#### Problème posé 1:
Dans le texte sur le Sommet sur l'enseignement supérieur, relevez s'il vous plaît toutes les propositions présentées comme « les seules propositions débattues ».

Quelles sont vos attentes pour le Sommet sur l'enseignement supérieur qui aura lieu lundi et mardi? Comment le gouvernement Marois peut-il en faire un succès?

Joëlle Dupont

Étudiante en sciences humaines au cégep de Lanaudière



OÙ EST L'AUDACE?

Peu de mots peuvent décrire ma déception face à la direction que prend ce sommet, mais surtout mon incrédulité! Car de prime abord, un seul constat me saute aux yeux : aucune des positions exprimées dans les médias, qu'elle soit présentée en ou hors sommet, ne me paraît acceptable! Le gel, la gratuité, l'indexation, la hausse, ou la modulation par programme : voilà les seules propositions débattues. On admet qu'aucune n'est parfaite et on tente de trouver le pis-aller. Comme si l'éventail des possibles s'arrêtait là! Comme si elle n'existait pas, la solution parfaite! Où est l'audace? Où est l'innovation? La créativité? Les idées? Proposition 1 : des droits de scolarité modulés selon le revenu familial (calcul semblable à celui utilisé pour les prêts et bourses, appliqué au calcul des droits de scolarité). Proposition 2 : maintenir les droits de scolarité très bas (en les indexant au salaire minimum, que gagne la grande majorité des étudiants), en échange de quoi le diplômé s'engage à travailler au Québec durant les cinq années suivant son entrée sur le marché du travail, et durant lesquels il paye un «impôt spécial» supplémentaire de 1% à 2% sur sa tranche de revenu annuel excédant 20 000$. Des idées, des idées, il y en a des tas! Qu'on cherche, qu'on creuse un peu!

#### Problème posé 2:
Comptez les lignes des rangées qui contiennent la chaîne « beaded », en tenant compte de la casse. Donnez uniquement le nombre.

#### Liste des entrées:
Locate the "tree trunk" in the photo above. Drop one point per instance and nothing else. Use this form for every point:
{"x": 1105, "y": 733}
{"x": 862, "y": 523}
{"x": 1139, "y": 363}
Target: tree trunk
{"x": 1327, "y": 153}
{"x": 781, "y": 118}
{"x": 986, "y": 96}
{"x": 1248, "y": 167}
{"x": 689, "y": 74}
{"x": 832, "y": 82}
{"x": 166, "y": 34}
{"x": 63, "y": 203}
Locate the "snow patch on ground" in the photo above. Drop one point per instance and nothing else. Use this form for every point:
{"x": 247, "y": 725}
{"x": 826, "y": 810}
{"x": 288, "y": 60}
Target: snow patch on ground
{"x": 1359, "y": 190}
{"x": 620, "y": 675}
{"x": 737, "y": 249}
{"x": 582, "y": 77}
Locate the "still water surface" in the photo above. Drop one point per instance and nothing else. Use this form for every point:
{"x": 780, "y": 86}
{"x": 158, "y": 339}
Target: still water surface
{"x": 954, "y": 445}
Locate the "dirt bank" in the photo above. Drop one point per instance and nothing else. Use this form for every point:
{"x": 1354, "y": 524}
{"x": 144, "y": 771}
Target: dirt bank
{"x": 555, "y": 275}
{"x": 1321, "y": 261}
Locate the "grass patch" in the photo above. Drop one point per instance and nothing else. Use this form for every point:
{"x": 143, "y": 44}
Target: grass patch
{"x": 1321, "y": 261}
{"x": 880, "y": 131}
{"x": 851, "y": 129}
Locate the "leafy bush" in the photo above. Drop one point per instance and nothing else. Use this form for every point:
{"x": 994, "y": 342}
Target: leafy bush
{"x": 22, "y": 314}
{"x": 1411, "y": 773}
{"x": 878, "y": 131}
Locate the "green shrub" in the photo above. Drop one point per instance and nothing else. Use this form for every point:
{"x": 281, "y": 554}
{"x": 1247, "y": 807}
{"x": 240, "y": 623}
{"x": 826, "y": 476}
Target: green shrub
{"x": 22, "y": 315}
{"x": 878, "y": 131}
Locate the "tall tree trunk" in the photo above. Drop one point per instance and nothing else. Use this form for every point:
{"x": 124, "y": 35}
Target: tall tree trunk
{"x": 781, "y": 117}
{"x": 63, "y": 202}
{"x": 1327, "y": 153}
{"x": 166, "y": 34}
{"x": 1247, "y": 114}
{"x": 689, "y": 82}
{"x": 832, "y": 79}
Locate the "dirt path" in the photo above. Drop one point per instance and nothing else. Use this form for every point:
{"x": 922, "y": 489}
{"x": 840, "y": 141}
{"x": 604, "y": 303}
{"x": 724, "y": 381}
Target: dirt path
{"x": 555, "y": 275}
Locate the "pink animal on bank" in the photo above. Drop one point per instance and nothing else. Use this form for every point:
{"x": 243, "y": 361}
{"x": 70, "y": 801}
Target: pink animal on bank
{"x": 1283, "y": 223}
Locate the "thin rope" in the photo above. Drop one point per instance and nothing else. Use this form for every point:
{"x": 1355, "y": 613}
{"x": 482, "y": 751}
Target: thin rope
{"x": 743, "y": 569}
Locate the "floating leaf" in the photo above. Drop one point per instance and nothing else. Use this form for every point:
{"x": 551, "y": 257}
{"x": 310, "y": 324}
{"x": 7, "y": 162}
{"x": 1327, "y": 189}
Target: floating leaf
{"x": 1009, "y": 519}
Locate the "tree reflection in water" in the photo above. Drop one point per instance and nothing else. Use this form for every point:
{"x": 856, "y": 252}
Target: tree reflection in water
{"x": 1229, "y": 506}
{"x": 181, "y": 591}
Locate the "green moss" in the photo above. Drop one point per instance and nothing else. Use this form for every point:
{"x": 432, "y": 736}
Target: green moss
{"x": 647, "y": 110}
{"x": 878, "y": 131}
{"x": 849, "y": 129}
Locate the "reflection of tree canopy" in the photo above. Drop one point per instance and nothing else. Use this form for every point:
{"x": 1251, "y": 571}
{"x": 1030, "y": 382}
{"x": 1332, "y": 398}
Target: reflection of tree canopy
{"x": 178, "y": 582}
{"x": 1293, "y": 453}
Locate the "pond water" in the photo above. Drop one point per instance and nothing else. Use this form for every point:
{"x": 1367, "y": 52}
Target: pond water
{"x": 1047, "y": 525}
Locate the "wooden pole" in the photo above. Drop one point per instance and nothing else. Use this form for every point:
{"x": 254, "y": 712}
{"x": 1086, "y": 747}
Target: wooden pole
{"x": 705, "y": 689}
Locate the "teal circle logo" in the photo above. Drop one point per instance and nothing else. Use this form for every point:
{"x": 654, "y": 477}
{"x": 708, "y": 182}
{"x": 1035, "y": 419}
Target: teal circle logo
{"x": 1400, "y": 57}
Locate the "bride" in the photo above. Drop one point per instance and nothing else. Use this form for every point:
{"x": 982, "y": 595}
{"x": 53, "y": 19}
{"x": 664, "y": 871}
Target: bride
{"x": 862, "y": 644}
...
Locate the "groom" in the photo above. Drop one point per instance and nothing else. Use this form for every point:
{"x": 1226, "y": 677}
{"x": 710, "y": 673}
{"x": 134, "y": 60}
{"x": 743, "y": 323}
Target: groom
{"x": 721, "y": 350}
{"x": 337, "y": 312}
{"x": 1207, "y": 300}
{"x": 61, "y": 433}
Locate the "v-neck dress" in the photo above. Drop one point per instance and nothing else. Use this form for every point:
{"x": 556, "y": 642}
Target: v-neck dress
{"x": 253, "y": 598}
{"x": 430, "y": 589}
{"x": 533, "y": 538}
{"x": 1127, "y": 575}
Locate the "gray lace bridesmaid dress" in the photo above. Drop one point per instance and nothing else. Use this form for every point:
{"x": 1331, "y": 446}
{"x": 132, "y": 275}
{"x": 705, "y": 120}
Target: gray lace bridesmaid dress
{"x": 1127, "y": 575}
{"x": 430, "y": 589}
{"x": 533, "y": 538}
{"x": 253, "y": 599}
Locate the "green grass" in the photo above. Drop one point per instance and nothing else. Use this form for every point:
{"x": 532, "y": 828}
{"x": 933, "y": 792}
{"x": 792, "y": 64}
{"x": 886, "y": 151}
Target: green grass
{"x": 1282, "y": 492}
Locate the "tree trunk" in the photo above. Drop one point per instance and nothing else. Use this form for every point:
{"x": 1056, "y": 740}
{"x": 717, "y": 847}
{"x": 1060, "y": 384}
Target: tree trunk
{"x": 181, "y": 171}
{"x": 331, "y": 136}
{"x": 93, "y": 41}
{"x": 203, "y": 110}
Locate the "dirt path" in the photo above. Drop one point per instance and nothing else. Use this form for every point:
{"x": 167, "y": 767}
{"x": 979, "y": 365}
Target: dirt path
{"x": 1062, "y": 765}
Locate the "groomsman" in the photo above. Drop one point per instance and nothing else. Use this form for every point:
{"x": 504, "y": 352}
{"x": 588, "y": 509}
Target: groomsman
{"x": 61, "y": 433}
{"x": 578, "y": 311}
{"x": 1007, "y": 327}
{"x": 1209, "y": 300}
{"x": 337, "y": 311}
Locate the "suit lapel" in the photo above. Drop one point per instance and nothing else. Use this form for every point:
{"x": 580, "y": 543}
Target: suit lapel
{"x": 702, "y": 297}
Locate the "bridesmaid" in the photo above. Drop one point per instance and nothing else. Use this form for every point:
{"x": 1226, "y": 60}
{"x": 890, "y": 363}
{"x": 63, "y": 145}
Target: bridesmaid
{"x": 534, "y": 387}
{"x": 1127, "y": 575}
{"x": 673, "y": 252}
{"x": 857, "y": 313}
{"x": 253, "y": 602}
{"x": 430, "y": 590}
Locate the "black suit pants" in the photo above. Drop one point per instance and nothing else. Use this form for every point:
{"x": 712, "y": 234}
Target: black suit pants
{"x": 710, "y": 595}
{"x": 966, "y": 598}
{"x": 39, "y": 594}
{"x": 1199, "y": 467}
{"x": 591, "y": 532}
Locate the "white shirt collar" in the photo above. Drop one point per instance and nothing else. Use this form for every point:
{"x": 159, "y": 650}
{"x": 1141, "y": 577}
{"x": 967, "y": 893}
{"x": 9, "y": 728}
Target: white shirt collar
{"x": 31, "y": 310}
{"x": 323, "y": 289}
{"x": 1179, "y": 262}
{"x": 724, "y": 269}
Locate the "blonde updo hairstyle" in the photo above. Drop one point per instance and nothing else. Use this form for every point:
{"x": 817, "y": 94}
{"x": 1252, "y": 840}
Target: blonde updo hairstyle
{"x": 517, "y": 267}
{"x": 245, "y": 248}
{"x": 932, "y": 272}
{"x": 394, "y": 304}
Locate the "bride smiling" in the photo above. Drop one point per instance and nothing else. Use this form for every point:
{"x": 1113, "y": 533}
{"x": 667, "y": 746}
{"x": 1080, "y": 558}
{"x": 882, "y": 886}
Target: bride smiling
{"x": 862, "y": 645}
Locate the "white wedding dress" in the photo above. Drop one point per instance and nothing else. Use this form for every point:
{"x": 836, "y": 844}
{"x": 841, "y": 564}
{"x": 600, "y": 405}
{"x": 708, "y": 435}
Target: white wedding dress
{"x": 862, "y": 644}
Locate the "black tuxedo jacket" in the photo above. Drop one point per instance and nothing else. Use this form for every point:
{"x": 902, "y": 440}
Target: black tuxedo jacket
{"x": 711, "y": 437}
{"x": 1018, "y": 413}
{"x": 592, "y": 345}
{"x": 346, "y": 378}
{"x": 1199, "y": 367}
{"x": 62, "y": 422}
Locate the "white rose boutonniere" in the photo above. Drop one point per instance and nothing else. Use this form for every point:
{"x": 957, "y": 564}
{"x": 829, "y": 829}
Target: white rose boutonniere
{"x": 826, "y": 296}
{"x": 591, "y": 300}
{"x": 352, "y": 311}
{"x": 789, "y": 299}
--
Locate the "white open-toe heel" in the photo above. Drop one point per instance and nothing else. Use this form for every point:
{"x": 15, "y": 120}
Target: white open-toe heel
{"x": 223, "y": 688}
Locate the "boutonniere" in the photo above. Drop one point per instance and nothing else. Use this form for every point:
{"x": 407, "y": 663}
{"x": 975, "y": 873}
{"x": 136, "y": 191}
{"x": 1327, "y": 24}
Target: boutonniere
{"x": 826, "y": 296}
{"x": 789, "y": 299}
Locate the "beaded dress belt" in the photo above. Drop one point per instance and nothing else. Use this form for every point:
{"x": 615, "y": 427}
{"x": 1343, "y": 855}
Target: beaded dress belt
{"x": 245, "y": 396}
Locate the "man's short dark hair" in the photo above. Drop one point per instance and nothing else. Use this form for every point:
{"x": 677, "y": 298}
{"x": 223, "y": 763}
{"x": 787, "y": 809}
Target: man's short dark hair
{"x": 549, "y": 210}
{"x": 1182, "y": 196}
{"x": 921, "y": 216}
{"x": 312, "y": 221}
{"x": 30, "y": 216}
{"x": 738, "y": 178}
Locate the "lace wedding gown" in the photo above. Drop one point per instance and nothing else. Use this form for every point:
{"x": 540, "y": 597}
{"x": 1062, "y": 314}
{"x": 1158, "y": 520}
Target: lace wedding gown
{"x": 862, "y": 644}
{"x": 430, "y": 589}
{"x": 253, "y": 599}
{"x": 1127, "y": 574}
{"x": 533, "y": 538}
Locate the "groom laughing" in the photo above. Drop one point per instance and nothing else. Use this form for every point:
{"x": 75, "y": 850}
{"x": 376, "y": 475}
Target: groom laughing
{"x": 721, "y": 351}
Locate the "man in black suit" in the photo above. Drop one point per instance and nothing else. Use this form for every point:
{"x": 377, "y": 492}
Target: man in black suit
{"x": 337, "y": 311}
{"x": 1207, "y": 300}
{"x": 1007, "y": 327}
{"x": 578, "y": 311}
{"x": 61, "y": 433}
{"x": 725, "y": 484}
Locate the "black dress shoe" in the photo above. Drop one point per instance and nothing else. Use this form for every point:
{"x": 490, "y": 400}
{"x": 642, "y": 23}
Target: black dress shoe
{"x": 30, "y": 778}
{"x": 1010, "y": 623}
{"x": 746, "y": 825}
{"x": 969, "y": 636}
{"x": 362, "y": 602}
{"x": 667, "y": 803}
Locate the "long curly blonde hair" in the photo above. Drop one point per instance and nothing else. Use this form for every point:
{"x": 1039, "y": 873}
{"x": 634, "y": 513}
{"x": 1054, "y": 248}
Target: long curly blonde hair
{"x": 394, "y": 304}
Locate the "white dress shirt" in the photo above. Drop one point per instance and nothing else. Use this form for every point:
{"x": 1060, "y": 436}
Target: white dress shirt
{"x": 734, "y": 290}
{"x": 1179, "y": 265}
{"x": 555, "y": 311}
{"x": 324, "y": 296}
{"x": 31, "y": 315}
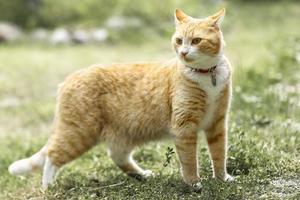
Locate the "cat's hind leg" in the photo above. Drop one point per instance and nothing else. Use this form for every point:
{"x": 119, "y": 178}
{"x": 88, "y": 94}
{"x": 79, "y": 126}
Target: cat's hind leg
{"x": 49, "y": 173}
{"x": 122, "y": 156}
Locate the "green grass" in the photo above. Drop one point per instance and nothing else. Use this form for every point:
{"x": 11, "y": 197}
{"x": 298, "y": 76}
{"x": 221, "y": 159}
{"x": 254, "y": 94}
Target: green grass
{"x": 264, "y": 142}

#### Réponse finale 1:
Le gel, la gratuité, l'indexation, la hausse et la modulation par programme.

#### Réponse finale 2:
2